> Stored rows
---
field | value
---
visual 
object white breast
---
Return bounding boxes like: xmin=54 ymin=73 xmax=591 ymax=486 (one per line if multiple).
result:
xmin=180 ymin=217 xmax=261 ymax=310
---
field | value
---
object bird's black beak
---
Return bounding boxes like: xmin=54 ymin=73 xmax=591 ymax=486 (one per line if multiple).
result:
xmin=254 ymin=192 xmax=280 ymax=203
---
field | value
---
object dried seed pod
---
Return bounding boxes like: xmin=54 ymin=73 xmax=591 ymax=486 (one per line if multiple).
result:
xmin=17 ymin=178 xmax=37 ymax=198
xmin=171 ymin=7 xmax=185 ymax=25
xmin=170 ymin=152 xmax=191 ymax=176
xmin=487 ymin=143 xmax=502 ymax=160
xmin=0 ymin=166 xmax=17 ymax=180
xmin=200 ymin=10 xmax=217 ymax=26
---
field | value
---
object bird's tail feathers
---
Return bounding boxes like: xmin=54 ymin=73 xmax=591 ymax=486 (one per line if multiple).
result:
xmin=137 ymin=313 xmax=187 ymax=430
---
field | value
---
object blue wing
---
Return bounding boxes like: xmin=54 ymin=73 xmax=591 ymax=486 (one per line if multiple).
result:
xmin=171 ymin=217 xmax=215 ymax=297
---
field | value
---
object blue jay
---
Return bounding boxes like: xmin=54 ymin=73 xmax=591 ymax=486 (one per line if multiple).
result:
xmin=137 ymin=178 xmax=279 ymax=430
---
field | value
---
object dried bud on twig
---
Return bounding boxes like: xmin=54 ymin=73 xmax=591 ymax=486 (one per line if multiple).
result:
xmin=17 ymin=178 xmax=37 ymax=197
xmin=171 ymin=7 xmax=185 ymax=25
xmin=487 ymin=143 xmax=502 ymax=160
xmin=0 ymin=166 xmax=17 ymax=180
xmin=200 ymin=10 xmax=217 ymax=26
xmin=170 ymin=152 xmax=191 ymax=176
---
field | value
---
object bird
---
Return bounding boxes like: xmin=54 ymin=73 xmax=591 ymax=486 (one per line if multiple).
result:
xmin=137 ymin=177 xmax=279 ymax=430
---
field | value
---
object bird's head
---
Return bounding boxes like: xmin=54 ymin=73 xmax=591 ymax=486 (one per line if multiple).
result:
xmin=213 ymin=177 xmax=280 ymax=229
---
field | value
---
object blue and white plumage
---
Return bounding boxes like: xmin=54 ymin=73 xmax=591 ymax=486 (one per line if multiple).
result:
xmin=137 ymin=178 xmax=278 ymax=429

> Task statement
Copy the listing word for word, starting at its very first line and ending at the line containing "xmin=254 ymin=192 xmax=280 ymax=203", with both of those lines included.

> Worked solution
---
field | value
---
visual 
object white breast
---
Return bounding boxes like: xmin=54 ymin=73 xmax=591 ymax=486 (one per line if multiple).
result:
xmin=180 ymin=217 xmax=261 ymax=310
---
field | value
---
object bird's black beak
---
Return bounding boxes like: xmin=54 ymin=73 xmax=591 ymax=486 (one per line if multiple).
result:
xmin=254 ymin=192 xmax=280 ymax=203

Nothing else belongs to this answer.